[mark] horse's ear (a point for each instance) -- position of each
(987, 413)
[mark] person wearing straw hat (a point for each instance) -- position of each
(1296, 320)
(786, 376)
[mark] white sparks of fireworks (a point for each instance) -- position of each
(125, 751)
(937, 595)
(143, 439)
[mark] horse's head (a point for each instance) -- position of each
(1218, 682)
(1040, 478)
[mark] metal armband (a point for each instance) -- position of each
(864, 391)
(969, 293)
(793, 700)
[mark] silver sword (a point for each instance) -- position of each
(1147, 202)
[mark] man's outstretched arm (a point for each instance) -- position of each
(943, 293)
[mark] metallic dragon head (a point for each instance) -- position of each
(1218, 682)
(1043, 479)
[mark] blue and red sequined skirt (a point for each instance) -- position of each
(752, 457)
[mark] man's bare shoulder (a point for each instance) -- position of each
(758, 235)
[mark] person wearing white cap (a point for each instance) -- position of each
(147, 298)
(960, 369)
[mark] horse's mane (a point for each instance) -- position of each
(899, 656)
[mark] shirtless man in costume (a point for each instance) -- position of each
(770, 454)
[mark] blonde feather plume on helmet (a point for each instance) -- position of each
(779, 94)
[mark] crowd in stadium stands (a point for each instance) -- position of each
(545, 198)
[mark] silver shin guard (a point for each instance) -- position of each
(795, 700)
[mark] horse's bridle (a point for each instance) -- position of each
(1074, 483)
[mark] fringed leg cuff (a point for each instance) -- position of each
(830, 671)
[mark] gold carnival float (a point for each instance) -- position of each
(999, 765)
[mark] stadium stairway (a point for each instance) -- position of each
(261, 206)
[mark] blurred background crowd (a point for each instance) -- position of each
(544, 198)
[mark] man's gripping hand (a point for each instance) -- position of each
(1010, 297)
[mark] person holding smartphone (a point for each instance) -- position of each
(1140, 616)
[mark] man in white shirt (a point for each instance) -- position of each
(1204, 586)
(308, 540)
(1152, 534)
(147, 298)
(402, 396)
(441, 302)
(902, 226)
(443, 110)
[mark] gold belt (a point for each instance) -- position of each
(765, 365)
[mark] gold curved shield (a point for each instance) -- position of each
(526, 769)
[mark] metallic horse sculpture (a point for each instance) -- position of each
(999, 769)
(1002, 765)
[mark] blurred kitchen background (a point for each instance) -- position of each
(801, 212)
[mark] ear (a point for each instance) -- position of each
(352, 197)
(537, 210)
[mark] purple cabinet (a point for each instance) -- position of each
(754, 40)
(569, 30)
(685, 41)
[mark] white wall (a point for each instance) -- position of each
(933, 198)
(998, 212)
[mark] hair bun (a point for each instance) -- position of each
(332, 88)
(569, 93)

........

### Challenge
Edit the records above, replacing every "position of each" with "location of each" and leaving everything else unchanged.

### Complete response
[mark] horse's ear (a point for each instance) -- location of each
(987, 413)
[mark] person wearing straw hat (a point for each instance) -- location of each
(1296, 320)
(786, 376)
[mark] white sparks of fireworks (a point for each instance) -- location of each
(125, 751)
(937, 595)
(143, 439)
[mark] horse's head (a point for each instance) -- location of each
(1218, 682)
(1040, 478)
[mark] metal armband (a point for each instance) -- location of each
(864, 391)
(969, 293)
(793, 700)
[mark] silver sword (a point for each instance) -- location of each
(1147, 202)
[mark] man's outstretched arm (a point for each instance) -- location of each
(943, 293)
[mark] metallic dragon head (a point for each instance) -- location of each
(1218, 682)
(1043, 479)
[mark] blue and red sequined skirt (a point for each instance) -- location of each
(752, 457)
[mark] man's bare shoulder (a point for each instance) -- location of each
(758, 235)
[mark] person wearing white cap (a point for each instance) -- location of each
(147, 298)
(960, 369)
[mark] horse's mane (a point for each instance) -- location of each
(899, 656)
[mark] shirtless man in costume (a point for each instance) -- location of each
(770, 454)
[mark] blonde feather plume on helmet (a point for each instance) -- location of each
(779, 94)
[mark] crowd in stadium stands (a point for each instance) -- location of each
(545, 198)
[mark] silver shin guard (a point for each instance) -- location of each
(795, 700)
[mark] horse's bridle (a point for each instance) -- location of each
(1074, 483)
[mark] fringed leg cuff (a point for each instance) -- location of each
(830, 671)
[mark] gold carnival float (a point for each instance) -- location of each
(999, 765)
[mark] stadium stairway (a point for each instance) -- location of each
(261, 206)
[mark] blurred background crowd (a point for each instance) -- location of each
(544, 198)
[mark] man's gripping hand (a point for each instance) -- location of each
(1010, 297)
[mark] person holding smartphone (a point for each instance) -- location of each
(1140, 616)
[mark] man in white shirt (a point for each instance) -- location of each
(1204, 586)
(308, 540)
(1152, 534)
(147, 298)
(402, 396)
(441, 302)
(902, 226)
(443, 110)
[mark] gold belt (a point for each instance) -- location of each
(765, 365)
[mark] gold curved shield (a point for each instance) -- location of each
(526, 769)
[mark] metallic horse sculpture (a point for each instance) -- location of each
(999, 769)
(1002, 765)
[mark] blurred kitchen background (a point for each instance) -- location of each
(801, 212)
[mark] ear (a point for each instance) -- location of each
(352, 197)
(537, 210)
[mark] purple cabinet (a point for each instance) -- location of each
(754, 40)
(569, 30)
(685, 41)
[mark] white wall (a point for each instance) -- location of each
(933, 198)
(998, 212)
[mark] hair bun (a point for each instance) -- location of each
(332, 88)
(569, 93)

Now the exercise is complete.